EXERCISE INSTRUCTIONS | Exactly and only the lines from the one with "Labeling batch C. For the image above, tag the green textured" through the last line of the records need to be set down; please skip the pictures.
⁂
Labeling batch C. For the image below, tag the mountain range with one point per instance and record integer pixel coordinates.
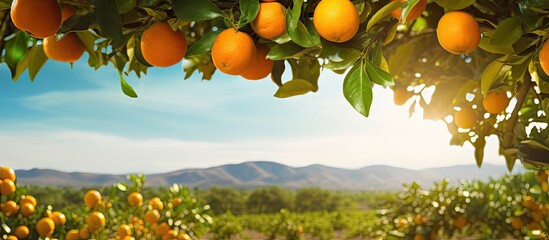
(262, 173)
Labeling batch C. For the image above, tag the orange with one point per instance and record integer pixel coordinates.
(67, 49)
(233, 52)
(40, 18)
(466, 118)
(21, 232)
(152, 217)
(7, 173)
(458, 32)
(416, 11)
(45, 227)
(124, 230)
(161, 46)
(72, 235)
(544, 57)
(95, 221)
(92, 198)
(495, 102)
(7, 187)
(59, 218)
(10, 208)
(336, 20)
(27, 199)
(401, 96)
(135, 199)
(270, 22)
(262, 66)
(460, 222)
(156, 203)
(27, 209)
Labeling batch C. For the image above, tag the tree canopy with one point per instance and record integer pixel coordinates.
(449, 83)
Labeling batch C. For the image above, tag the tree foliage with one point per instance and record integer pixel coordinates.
(385, 52)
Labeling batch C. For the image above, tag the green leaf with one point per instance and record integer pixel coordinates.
(378, 76)
(195, 10)
(382, 13)
(204, 44)
(248, 11)
(357, 89)
(108, 19)
(126, 88)
(453, 4)
(37, 60)
(507, 32)
(293, 88)
(490, 74)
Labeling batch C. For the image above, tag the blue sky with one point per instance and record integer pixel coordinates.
(79, 120)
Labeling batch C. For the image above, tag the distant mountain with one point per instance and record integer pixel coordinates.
(257, 174)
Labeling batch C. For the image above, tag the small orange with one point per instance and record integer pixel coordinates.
(466, 118)
(544, 57)
(59, 218)
(68, 49)
(27, 209)
(10, 208)
(92, 198)
(401, 95)
(416, 11)
(7, 187)
(27, 199)
(458, 32)
(7, 173)
(233, 52)
(45, 227)
(21, 232)
(72, 235)
(495, 102)
(161, 46)
(41, 18)
(262, 66)
(270, 22)
(135, 199)
(336, 20)
(96, 220)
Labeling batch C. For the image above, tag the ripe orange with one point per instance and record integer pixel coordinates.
(10, 208)
(458, 32)
(466, 118)
(336, 20)
(161, 46)
(262, 66)
(233, 52)
(7, 187)
(40, 18)
(135, 199)
(92, 198)
(59, 218)
(27, 199)
(401, 95)
(45, 227)
(544, 57)
(68, 49)
(270, 22)
(156, 203)
(95, 221)
(27, 209)
(7, 173)
(495, 102)
(21, 232)
(72, 235)
(123, 231)
(416, 11)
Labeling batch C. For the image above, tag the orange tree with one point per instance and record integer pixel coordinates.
(478, 65)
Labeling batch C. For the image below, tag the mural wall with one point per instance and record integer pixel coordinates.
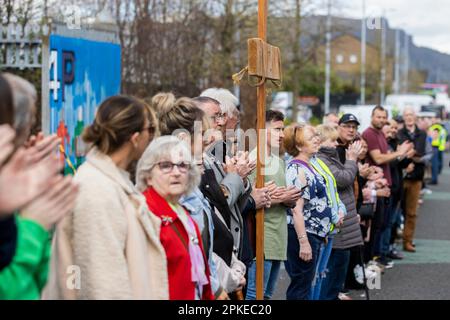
(83, 73)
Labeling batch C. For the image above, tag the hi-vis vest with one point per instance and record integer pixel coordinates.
(441, 141)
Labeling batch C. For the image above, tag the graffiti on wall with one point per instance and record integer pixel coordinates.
(83, 73)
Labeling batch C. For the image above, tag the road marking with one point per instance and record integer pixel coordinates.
(428, 252)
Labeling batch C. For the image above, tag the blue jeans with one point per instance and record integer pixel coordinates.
(322, 264)
(435, 165)
(301, 272)
(337, 272)
(386, 233)
(271, 272)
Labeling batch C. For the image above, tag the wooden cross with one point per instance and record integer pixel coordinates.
(264, 63)
(271, 61)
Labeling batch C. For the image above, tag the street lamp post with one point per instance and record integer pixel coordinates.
(383, 59)
(328, 61)
(363, 55)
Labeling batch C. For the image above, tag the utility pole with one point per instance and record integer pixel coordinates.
(397, 62)
(406, 75)
(363, 55)
(261, 127)
(383, 60)
(328, 61)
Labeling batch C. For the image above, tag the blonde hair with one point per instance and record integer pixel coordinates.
(162, 148)
(327, 132)
(24, 99)
(162, 100)
(294, 137)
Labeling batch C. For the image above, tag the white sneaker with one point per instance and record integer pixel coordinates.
(371, 273)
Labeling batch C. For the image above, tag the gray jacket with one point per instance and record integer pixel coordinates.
(350, 233)
(238, 193)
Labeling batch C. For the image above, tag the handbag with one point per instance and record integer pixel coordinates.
(367, 211)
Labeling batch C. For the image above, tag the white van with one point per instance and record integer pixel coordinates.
(416, 101)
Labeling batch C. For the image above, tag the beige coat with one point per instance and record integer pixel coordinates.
(111, 238)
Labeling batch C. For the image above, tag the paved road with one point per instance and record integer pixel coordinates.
(424, 275)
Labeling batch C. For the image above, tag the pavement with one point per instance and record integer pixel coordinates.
(424, 275)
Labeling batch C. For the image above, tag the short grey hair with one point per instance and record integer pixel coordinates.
(24, 99)
(228, 101)
(162, 148)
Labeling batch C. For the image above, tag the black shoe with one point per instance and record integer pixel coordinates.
(395, 255)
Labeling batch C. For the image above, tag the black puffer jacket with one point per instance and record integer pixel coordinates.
(419, 138)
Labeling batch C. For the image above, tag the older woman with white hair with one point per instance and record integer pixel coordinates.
(165, 173)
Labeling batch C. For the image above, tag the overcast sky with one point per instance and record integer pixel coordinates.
(428, 21)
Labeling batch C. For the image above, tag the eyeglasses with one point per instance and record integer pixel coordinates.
(151, 130)
(346, 126)
(217, 117)
(167, 166)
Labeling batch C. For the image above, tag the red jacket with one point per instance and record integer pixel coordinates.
(174, 240)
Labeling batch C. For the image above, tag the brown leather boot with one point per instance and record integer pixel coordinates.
(409, 247)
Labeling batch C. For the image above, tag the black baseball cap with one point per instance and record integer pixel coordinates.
(348, 117)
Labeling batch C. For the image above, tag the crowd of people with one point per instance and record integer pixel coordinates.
(164, 206)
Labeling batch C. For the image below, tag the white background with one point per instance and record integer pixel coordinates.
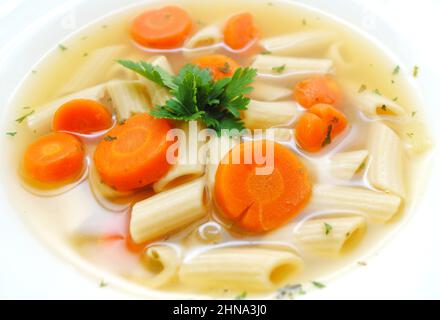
(407, 267)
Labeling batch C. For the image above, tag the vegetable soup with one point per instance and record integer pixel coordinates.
(233, 149)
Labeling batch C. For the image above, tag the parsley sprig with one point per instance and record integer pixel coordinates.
(197, 96)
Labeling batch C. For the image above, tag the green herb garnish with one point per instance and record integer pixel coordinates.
(241, 296)
(279, 69)
(328, 138)
(327, 228)
(318, 285)
(22, 118)
(110, 138)
(197, 96)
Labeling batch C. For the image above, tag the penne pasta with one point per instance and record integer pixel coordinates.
(128, 98)
(185, 168)
(267, 92)
(168, 211)
(204, 40)
(298, 42)
(218, 149)
(291, 67)
(241, 268)
(41, 120)
(158, 94)
(162, 263)
(263, 115)
(330, 236)
(344, 165)
(373, 104)
(386, 160)
(377, 205)
(99, 66)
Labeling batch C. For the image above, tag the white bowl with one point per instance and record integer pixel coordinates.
(406, 266)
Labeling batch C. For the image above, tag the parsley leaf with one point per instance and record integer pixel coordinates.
(197, 96)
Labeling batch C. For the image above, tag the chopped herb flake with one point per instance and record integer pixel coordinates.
(225, 69)
(328, 138)
(21, 119)
(279, 69)
(362, 88)
(318, 285)
(109, 138)
(327, 228)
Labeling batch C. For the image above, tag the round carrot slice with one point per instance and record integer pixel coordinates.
(221, 66)
(82, 116)
(54, 158)
(319, 89)
(164, 28)
(133, 154)
(240, 31)
(259, 202)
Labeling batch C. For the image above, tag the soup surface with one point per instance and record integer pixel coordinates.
(350, 140)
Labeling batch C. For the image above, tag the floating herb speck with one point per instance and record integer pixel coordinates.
(318, 285)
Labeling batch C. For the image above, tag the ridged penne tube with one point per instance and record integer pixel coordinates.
(330, 236)
(158, 94)
(268, 92)
(344, 165)
(41, 120)
(241, 268)
(265, 65)
(263, 115)
(386, 159)
(373, 104)
(162, 263)
(204, 40)
(218, 149)
(377, 205)
(189, 164)
(298, 42)
(97, 67)
(168, 211)
(128, 98)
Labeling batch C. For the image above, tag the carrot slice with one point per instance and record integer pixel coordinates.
(319, 89)
(221, 66)
(133, 154)
(240, 31)
(259, 203)
(82, 116)
(319, 126)
(54, 158)
(163, 28)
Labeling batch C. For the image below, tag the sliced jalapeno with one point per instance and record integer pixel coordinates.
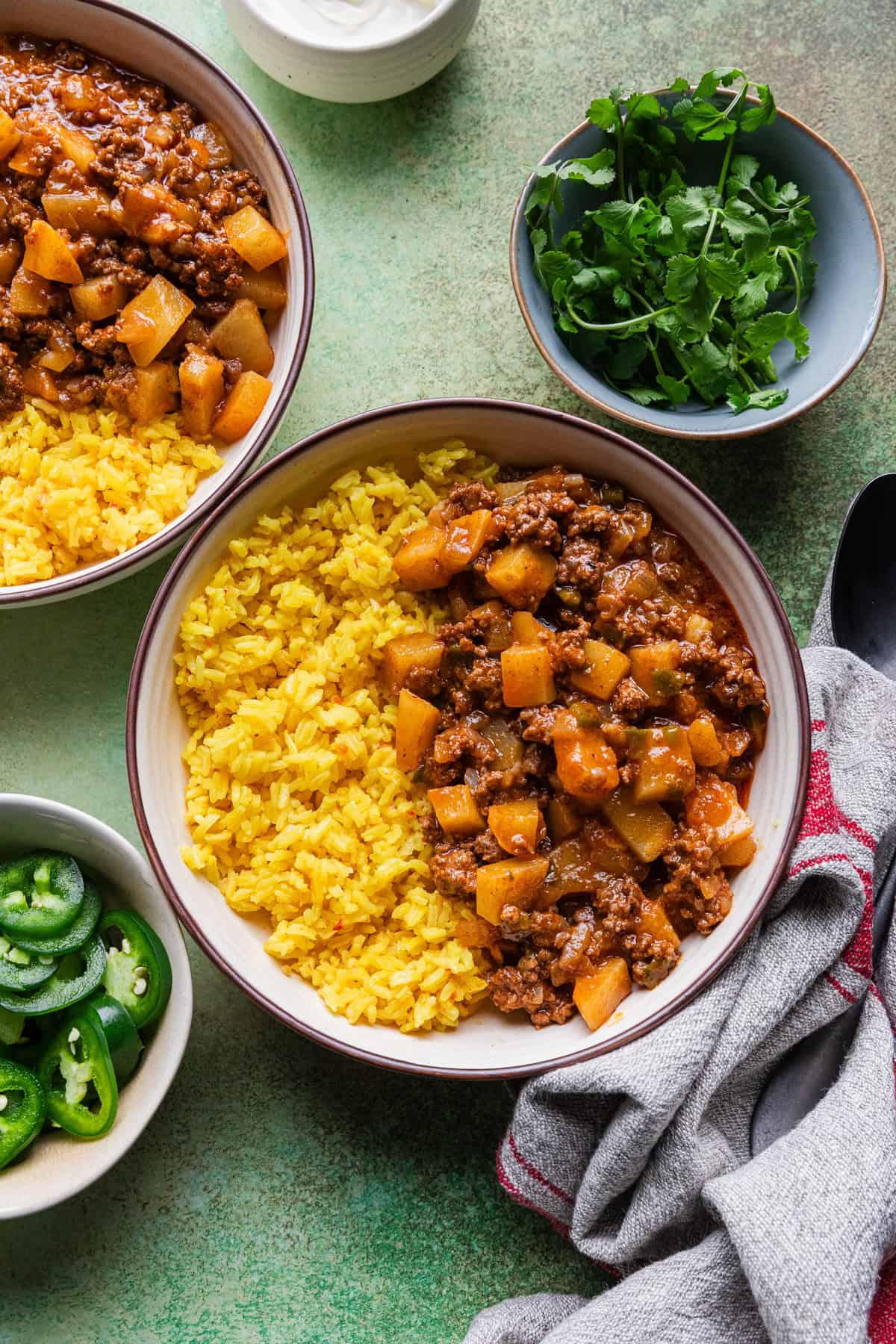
(75, 977)
(22, 971)
(78, 1075)
(77, 933)
(23, 1109)
(121, 1035)
(40, 894)
(137, 968)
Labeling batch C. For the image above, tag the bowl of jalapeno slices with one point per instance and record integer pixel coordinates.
(96, 1001)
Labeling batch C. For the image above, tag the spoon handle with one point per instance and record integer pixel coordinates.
(810, 1068)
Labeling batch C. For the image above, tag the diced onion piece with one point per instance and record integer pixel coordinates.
(242, 408)
(645, 827)
(511, 882)
(600, 995)
(254, 238)
(603, 671)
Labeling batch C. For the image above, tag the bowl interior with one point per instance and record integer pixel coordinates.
(526, 436)
(58, 1166)
(140, 46)
(841, 314)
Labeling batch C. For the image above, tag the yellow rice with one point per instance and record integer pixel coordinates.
(294, 801)
(80, 487)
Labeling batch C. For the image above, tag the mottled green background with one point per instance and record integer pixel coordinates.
(284, 1194)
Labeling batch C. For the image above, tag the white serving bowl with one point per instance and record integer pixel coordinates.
(149, 49)
(488, 1045)
(58, 1166)
(339, 73)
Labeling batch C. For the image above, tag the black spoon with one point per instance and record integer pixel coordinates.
(862, 615)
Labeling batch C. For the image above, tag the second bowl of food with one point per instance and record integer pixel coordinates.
(467, 738)
(156, 270)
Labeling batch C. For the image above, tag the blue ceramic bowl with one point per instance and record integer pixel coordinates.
(841, 315)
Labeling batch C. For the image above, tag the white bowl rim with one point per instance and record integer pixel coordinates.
(169, 887)
(265, 20)
(67, 585)
(169, 1063)
(731, 430)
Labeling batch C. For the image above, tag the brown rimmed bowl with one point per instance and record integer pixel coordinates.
(149, 49)
(488, 1045)
(842, 312)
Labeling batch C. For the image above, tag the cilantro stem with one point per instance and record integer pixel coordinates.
(794, 273)
(615, 327)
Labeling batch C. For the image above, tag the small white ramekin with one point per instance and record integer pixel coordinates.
(339, 73)
(58, 1166)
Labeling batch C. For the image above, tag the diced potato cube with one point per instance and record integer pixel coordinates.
(521, 574)
(645, 827)
(655, 667)
(415, 729)
(665, 764)
(99, 297)
(511, 882)
(80, 211)
(516, 826)
(526, 629)
(152, 317)
(600, 995)
(455, 809)
(254, 238)
(202, 388)
(30, 295)
(563, 820)
(465, 538)
(655, 921)
(49, 255)
(10, 134)
(739, 853)
(40, 382)
(420, 562)
(240, 335)
(265, 288)
(605, 670)
(75, 146)
(697, 628)
(10, 260)
(527, 676)
(714, 809)
(153, 391)
(706, 746)
(408, 652)
(242, 408)
(586, 761)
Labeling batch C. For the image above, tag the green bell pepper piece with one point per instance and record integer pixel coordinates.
(78, 1077)
(77, 933)
(22, 971)
(23, 1109)
(75, 977)
(40, 894)
(137, 968)
(121, 1035)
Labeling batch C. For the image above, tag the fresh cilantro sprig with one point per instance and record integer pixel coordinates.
(671, 289)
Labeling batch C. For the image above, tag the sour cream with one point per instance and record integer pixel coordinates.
(347, 23)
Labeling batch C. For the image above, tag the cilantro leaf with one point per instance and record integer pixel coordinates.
(763, 399)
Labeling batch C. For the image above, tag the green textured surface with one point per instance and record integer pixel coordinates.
(285, 1194)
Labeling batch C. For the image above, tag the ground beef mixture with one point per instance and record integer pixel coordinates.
(586, 727)
(109, 181)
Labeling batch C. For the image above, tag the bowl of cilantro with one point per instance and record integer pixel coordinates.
(697, 262)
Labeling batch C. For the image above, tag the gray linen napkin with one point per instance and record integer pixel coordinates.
(642, 1156)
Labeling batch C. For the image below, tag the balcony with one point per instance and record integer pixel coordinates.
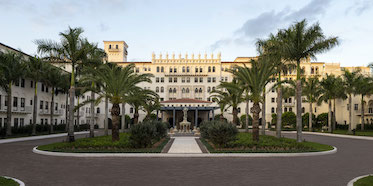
(17, 110)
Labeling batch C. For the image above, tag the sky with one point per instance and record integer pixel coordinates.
(190, 26)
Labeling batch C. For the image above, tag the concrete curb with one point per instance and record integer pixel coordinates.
(11, 140)
(351, 183)
(16, 180)
(338, 135)
(174, 155)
⁂
ANSWER SPACE |
Labeling batch C. For the image above, tag the green textured surface with one point per instance and record integer pixel coordinates.
(285, 1194)
Labeling batch C. For the image above, tag the ground beef mixture with one point per instance and record integer pixel coordinates.
(586, 727)
(109, 181)
Labeling batch C. For the image above, tag the bowl of cilantro with one point per instance and record integer pixel coordinates.
(697, 262)
Labeling batch C. For the image above, tag the gray linen napkin with one point per instance and record integer pixel coordinates.
(642, 1156)
Labeling batch C. For the image below, tag the balcony with one point per instance and record integer pixel coordinates.
(17, 110)
Labeling batch C. For the image above, tag the sky with one point per instance and record integer pixel coordinates.
(190, 26)
Labeling batch C. For the image above, tag the concrete curb with one point per instance and record integer pixel coordinates.
(11, 140)
(351, 183)
(16, 180)
(338, 135)
(174, 155)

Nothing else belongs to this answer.